• [Assigned task 1]
Answer these questions using the protein cake recipe, giving each answer on its own line.
(a) How many servings does the recipe make?
(b) What amount of baking powder goes into the cake?
(c) To what temperature should the oven be preheated?
• [Assigned task 2] Write out the part of the protein cake recipe from "Once the porridge" to "pieces and enjoy." word for word.
-- Document segment follows --
PROTEIN CAKE
This is excellent for breakfast. A snack on the run or when you just have a craving for something sweet.
This recipe makes 20 servings and keeps fresh in the fridge for a week.
Calories 131 per serving. Well balanced macros. Carbs 9.6g 30% Fat 4.6g 32% protein 12.2g 38%
Ingredients:
Porridge oats. 40g
Sultanas. 50g
Pumpkin seeds. 25g
Mixed seeds.20g
Sunflower seeds. 30g
Coconut flour. 25g
Flaked almonds. 55g
All Bran. 45g
PHD Belgium chocolate protein powder. 250g
Blueberries. 100g
Glace cherries. 100g
Baking powder. 5g
1 egg
Egg whites. 170g
How to make.
Place the porridge oats and sultanas in a large bowl and add two cups of boiling water. Leave to soak for an hour or so.
Once the porridge oats and sultanas have absorbed most of the water preheat the oven to 180 degrees centigrade.
Cut the cherries in half and add the cherries and the rest of the ingredients into the bowl. You will need to add a little bit more cold water, mix all the ingredients together until you have a consistency that you would want for any other cake mix. Pour the mixture into a large non stick rectangular baking dish about 22cm X 33cm and 6cm deep, and place in the preheated oven for approximately 30 minutes.
The cake is cooked once you can poke it with a knife and the knife comes out clean. Leave to stand until cool then cut into 20 pieces and enjoy.
-- Document segment concluded --
-- Entries shown follows --
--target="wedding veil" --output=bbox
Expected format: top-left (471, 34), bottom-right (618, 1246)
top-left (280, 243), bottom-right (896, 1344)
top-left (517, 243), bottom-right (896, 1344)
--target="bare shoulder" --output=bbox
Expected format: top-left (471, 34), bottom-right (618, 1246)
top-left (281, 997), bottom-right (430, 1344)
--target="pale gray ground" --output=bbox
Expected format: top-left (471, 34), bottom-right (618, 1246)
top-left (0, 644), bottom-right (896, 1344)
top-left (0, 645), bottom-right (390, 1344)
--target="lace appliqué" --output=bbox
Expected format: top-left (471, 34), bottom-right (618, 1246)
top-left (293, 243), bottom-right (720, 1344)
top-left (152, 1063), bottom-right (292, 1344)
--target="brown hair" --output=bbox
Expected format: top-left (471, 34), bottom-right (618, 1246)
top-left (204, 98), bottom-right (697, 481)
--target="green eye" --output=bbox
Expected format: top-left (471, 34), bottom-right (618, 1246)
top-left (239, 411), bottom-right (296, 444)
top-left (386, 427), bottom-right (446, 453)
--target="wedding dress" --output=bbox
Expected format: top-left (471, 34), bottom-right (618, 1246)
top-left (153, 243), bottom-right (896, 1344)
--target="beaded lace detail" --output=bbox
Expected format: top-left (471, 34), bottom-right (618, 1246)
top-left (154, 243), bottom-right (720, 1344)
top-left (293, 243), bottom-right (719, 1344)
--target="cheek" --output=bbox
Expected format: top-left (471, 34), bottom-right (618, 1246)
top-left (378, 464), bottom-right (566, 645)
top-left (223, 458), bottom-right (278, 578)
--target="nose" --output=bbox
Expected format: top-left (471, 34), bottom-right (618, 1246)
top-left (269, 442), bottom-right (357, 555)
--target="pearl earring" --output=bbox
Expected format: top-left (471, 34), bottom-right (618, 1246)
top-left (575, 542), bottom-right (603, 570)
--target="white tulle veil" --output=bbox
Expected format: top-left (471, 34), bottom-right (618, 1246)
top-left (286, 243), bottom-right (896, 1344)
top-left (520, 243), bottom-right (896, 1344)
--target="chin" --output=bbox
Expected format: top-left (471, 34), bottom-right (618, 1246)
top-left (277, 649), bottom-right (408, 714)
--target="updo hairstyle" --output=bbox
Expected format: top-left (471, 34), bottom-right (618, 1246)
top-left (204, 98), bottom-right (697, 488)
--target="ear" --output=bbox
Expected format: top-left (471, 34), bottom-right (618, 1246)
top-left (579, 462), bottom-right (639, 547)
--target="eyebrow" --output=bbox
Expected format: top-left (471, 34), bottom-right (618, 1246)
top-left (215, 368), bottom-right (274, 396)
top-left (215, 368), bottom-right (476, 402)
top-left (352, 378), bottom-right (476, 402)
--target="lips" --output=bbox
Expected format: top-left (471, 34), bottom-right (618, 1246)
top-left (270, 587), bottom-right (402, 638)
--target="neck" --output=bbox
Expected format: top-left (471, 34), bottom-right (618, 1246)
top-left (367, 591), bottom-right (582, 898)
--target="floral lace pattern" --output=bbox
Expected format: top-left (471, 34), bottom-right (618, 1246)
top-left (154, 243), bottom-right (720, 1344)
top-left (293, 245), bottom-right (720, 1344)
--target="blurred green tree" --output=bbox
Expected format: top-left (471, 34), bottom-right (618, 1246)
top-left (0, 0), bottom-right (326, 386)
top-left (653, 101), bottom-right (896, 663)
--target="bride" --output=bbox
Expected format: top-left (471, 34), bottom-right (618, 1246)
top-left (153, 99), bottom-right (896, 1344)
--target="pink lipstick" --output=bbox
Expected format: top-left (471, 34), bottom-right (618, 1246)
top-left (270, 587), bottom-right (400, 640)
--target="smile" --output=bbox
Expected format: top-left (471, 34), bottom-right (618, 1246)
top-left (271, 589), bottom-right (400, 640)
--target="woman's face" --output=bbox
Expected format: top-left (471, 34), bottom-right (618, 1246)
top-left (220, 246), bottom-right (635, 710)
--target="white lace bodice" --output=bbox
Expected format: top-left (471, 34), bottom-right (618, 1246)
-- Entries shown concluded --
• [Task response 1]
(a) 20 servings
(b) 5g
(c) 180 degrees centigrade

• [Task response 2]
Once the porridge oats and sultanas have absorbed most of the water preheat the oven to 180 degrees centigrade.
Cut the cherries in half and add the cherries and the rest of the ingredients into the bowl. You will need to add a little bit more cold water, mix all the ingredients together until you have a consistency that you would want for any other cake mix. Pour the mixture into a large non stick rectangular baking dish about 22cm X 33cm and 6cm deep, and place in the preheated oven for approximately 30 minutes.
The cake is cooked once you can poke it with a knife and the knife comes out clean. Leave to stand until cool then cut into 20 pieces and enjoy.